Given passage >>
BLOOMINGTON — Independent pharmacists are increasingly worried that their days filling prescriptions may be numbered because recent Medicaid managed care changes mean they are losing money on some orders.
But a bill working its way through the Illinois General Assembly is attempting to address some of the pharmacists' concerns.
"With this new managed care, you can't make it," said Rob Taveggia, owner of Chenoa Pharmacy in Chenoa. "With the way things are going with managed care ... it will be impossible to sustain."
"It's more difficult to stay in business," added Bill Martin, owner of Merle Pharmacy in Bloomington.
"We are trying to stretch every dollar," said Lauren Young, business manager for Dale's Southlake Pharmacy and Colee's Community Pharmacy in Decatur and Colee's Corner Drugs in Forsyth.
State Sen. Andy Manar, D-Bunker Hill, hopes to address independent pharmacists' concerns as chief Senate sponsor of House Bill 3479, which passed the House with the support of State Reps. Dan Brady, R-Bloomington, and Bill Mitchell, R-Forsyth, and is working its way through the Senate. The bill would boost what Medicaid managed care organizations pay pharmacies.
But some legislators and others are concerned the legislation would increase costs to the state without benefiting people on Medicaid.
Illinois has been transitioning to Medicaid managed care, meaning private insurers administer Medicaid benefits for the state; the program went statewide on April 1. One goal is to save the state money.

Given data >>
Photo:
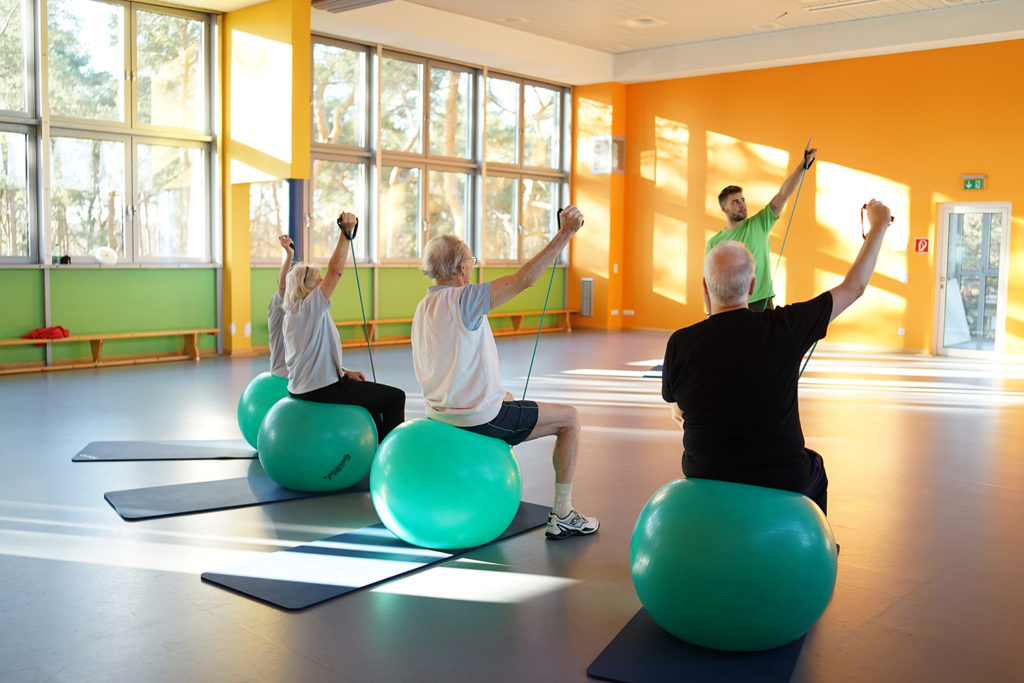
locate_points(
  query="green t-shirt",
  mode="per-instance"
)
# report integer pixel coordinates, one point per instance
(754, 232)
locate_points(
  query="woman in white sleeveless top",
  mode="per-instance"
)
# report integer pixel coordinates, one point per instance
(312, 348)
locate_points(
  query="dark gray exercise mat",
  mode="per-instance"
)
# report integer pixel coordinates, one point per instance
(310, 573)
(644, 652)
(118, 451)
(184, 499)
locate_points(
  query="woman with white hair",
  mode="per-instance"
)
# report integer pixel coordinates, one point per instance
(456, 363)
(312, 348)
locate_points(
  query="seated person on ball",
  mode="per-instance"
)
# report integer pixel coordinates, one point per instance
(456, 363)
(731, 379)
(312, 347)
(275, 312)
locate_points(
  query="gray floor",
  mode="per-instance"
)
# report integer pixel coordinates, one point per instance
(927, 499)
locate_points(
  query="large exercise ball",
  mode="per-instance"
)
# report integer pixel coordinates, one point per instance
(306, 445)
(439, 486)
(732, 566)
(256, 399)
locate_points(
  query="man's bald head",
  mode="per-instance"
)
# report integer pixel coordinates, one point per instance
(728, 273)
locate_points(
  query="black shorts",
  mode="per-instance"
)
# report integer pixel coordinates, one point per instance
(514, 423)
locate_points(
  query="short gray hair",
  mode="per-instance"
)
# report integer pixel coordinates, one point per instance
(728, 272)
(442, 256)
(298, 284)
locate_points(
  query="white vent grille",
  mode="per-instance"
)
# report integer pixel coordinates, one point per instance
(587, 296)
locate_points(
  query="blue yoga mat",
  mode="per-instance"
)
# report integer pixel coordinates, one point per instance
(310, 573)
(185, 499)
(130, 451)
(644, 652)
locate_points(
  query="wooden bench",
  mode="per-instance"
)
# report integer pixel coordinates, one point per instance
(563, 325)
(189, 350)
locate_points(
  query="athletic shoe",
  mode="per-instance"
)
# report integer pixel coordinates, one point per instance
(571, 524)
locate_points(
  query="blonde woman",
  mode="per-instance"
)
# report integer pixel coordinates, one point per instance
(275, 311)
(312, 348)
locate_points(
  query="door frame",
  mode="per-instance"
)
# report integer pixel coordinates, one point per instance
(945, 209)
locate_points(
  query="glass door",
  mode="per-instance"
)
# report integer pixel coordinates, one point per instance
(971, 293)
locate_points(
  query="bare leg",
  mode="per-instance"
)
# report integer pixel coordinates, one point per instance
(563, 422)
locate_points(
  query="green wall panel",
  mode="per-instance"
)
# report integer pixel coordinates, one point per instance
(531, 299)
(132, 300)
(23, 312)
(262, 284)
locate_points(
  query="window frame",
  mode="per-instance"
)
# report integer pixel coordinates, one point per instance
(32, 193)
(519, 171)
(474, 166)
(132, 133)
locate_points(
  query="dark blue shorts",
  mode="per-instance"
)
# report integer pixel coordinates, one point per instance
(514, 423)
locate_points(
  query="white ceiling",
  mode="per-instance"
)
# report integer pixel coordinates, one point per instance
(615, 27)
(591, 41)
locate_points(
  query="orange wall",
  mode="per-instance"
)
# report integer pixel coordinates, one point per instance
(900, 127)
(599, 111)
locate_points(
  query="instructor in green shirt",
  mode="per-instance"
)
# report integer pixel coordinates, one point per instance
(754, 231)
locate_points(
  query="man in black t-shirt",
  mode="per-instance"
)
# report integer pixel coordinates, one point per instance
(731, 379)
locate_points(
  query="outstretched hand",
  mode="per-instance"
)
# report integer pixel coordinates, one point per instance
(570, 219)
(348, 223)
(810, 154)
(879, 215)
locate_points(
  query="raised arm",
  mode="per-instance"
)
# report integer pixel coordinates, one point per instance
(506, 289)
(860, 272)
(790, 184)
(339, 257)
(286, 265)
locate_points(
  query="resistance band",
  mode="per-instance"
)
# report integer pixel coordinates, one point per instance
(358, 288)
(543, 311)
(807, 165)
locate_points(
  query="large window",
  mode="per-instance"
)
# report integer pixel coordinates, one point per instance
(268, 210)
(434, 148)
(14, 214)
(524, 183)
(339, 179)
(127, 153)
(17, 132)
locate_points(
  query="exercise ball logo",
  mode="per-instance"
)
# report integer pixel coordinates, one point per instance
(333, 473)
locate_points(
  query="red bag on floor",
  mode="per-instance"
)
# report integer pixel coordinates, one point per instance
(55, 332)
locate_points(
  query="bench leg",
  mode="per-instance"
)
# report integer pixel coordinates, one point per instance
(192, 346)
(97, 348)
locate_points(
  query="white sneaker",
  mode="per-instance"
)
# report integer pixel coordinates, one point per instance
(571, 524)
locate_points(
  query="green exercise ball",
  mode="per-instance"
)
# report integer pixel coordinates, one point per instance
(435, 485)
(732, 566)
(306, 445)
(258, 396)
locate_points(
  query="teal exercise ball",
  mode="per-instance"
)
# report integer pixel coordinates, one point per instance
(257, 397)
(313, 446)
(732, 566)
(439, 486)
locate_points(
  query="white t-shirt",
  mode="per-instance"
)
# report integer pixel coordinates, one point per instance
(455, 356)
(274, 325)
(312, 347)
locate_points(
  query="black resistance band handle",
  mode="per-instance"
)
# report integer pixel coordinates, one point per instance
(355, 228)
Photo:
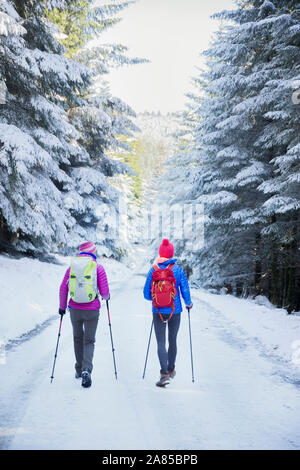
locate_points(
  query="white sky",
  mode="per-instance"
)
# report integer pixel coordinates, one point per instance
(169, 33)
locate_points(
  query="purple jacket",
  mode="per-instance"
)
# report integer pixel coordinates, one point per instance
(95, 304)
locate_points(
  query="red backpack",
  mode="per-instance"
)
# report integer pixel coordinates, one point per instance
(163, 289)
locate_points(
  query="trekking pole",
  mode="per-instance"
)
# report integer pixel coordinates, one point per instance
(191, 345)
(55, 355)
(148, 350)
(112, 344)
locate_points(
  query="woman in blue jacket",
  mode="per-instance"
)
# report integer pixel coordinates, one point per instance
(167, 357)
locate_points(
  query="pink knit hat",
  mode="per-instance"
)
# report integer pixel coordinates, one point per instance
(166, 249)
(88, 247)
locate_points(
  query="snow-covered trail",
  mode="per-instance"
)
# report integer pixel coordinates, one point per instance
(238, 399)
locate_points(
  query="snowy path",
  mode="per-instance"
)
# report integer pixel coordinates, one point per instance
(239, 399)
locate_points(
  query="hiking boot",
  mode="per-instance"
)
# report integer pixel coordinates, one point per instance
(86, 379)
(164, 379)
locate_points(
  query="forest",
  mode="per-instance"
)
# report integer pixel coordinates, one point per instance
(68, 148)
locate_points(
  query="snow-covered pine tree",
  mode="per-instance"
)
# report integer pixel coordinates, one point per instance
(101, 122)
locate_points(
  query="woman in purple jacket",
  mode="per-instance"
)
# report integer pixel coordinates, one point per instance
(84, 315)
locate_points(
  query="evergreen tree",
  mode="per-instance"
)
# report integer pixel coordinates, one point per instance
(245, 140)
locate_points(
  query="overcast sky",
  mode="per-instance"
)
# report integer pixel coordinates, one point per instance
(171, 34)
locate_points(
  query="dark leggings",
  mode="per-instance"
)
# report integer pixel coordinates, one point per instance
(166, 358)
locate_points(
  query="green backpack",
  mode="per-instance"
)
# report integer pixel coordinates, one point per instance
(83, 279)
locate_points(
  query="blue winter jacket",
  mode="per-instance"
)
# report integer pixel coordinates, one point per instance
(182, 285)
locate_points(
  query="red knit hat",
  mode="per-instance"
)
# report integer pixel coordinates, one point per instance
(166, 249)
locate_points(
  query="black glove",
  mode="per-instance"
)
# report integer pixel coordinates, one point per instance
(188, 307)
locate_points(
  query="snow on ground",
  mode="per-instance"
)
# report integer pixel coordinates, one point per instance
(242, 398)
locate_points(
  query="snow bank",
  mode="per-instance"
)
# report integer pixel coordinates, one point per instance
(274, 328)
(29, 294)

Instructions >>
[A] Using the article on pharmacists and Medicaid managed care, decide whether each statement agrees with it. Answer yes or no for each, and quote the words of the article that decide it.
(i) House Bill 3479 has already passed the Illinois Senate.
(ii) Rob Taveggia owns a pharmacy in Chenoa.
(iii) Medicaid managed care went statewide in Illinois on April 1.
[B] Answer these questions from the article on pharmacists and Medicaid managed care.
(i) Which pharmacy does Bill Martin own?
(ii) Who is the chief Senate sponsor of House Bill 3479?
(iii) Under Medicaid managed care, who administers Medicaid benefits for the state?

Problem solutions >>
[A]
(i) No: "is working its way through the Senate"
(ii) Yes: "owner of Chenoa Pharmacy in Chenoa"
(iii) Yes: "the program went statewide on April 1"

[B]
(i) Merle Pharmacy in Bloomington
(ii) State Sen. Andy Manar, D-Bunker Hill
(iii) Private insurers